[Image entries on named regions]
---------------

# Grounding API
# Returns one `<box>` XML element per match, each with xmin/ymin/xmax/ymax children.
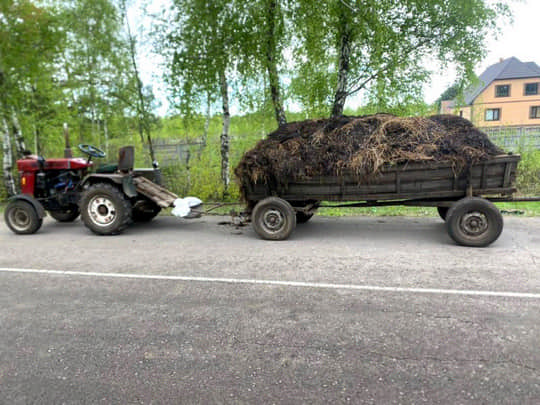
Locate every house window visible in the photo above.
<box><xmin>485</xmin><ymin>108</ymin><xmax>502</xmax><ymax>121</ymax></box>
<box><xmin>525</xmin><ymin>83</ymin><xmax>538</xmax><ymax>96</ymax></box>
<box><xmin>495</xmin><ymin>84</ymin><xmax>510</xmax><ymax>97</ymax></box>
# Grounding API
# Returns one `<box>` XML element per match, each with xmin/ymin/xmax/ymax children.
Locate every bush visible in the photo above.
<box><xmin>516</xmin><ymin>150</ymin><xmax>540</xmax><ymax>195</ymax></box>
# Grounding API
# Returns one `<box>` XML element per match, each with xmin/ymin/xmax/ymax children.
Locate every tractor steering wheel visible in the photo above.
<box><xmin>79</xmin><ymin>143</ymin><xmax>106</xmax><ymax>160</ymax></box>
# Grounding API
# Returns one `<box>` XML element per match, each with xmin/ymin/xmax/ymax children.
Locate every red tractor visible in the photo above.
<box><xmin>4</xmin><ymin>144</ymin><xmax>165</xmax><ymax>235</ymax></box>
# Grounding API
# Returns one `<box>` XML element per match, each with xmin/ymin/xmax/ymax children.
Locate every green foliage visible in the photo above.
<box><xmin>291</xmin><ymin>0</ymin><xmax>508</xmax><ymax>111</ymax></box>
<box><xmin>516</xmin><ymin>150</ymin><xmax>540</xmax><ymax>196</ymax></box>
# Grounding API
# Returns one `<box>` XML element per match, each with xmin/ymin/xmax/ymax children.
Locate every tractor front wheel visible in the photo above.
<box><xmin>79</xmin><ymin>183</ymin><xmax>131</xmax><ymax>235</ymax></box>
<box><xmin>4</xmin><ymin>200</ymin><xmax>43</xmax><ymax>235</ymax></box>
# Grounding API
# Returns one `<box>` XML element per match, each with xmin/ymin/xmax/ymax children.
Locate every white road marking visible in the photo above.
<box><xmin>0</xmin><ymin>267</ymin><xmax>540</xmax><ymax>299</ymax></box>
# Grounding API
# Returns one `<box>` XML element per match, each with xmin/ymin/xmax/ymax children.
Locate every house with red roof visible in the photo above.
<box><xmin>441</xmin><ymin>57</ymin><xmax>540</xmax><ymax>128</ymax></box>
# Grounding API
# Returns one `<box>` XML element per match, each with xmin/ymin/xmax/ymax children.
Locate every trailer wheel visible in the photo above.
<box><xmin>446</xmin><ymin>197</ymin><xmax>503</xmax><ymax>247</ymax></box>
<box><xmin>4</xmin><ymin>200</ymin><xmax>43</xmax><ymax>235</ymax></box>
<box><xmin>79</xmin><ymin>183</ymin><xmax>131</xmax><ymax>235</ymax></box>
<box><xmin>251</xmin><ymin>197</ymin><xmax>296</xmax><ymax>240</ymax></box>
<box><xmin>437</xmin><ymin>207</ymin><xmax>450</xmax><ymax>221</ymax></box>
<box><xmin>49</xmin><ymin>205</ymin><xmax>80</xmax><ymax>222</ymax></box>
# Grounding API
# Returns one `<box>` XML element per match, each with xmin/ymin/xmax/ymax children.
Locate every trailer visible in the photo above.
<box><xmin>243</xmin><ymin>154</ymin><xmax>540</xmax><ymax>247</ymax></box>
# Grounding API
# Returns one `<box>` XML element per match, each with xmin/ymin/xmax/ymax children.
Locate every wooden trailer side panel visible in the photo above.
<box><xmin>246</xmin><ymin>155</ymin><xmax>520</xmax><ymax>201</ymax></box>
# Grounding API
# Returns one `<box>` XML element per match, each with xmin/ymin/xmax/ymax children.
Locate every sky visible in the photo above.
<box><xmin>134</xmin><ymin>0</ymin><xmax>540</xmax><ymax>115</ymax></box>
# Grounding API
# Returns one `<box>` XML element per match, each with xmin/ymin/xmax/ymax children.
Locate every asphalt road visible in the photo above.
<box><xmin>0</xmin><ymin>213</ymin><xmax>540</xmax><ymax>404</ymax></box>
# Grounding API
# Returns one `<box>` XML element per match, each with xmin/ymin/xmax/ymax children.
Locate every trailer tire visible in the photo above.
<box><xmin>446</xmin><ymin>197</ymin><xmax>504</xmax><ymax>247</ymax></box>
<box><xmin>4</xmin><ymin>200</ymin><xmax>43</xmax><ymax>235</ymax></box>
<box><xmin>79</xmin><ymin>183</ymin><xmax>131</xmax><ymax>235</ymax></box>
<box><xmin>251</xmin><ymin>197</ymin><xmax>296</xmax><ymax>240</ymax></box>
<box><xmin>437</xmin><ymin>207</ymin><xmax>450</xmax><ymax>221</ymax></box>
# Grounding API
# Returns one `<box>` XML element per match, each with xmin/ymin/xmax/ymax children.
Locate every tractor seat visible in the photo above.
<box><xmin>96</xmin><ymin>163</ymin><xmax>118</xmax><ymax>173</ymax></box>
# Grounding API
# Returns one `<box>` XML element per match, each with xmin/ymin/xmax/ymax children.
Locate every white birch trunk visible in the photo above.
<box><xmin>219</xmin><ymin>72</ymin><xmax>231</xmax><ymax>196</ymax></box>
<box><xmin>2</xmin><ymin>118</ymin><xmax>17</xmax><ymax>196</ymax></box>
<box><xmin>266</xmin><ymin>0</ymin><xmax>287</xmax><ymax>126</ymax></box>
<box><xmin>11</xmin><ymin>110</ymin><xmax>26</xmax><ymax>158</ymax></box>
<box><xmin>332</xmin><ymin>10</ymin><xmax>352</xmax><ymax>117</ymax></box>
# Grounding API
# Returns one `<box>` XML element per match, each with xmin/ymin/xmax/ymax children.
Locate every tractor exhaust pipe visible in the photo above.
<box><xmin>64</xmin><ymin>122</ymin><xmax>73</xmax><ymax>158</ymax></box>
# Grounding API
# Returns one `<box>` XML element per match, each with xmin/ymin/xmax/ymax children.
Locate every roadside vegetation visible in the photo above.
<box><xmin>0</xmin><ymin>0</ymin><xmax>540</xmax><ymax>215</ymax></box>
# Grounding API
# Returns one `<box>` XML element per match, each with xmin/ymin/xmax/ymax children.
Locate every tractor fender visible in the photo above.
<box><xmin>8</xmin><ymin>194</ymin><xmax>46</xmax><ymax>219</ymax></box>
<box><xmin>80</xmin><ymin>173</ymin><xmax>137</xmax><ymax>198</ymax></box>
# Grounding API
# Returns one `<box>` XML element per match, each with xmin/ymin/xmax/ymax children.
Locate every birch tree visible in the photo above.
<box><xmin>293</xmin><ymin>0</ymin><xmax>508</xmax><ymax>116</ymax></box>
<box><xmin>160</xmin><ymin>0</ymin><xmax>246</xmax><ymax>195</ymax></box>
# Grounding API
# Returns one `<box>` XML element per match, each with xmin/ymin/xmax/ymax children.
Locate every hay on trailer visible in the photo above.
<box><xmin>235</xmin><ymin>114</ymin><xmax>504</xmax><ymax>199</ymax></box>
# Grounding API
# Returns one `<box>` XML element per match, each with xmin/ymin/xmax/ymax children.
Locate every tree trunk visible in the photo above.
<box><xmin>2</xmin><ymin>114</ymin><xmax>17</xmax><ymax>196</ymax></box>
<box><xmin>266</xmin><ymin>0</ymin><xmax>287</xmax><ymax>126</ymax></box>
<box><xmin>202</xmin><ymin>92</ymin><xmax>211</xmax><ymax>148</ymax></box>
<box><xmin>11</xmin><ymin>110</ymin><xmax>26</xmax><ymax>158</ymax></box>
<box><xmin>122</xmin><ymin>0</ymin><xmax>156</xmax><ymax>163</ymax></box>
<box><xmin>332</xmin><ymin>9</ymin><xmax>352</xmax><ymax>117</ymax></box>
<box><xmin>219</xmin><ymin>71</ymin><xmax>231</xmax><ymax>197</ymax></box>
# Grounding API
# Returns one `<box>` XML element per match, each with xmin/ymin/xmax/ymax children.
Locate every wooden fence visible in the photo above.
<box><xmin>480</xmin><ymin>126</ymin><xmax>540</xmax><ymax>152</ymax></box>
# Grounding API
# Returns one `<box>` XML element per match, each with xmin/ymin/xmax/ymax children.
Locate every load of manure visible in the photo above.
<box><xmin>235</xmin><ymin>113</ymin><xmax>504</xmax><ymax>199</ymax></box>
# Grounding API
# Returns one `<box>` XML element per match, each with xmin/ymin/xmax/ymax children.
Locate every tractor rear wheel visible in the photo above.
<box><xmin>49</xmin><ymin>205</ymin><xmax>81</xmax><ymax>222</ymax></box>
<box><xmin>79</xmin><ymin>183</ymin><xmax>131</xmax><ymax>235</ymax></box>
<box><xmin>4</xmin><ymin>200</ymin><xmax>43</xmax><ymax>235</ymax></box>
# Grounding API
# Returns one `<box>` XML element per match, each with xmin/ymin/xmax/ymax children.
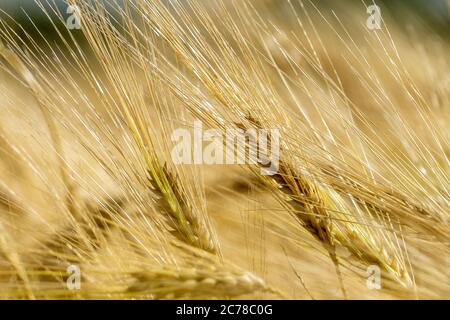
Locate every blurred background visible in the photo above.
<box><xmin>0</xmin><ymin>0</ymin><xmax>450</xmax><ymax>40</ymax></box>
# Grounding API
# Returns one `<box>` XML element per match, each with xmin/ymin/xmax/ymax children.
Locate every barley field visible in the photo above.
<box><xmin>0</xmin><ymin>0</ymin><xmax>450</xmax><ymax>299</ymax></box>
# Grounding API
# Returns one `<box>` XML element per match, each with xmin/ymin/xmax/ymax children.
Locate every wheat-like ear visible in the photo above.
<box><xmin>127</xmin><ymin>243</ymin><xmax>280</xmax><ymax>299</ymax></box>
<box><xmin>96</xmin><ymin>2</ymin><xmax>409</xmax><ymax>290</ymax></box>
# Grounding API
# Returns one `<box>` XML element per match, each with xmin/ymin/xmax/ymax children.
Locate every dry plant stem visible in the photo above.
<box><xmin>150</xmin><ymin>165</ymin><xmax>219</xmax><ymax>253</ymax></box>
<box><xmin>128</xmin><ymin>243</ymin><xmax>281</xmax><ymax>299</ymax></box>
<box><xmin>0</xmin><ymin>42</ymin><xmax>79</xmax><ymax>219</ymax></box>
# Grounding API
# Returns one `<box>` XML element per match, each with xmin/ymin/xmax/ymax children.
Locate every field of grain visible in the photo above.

---------------

REQUEST: Tally the lines of the rows that contain the word "tree". Give only the number.

REPLY TO THE TASK: 2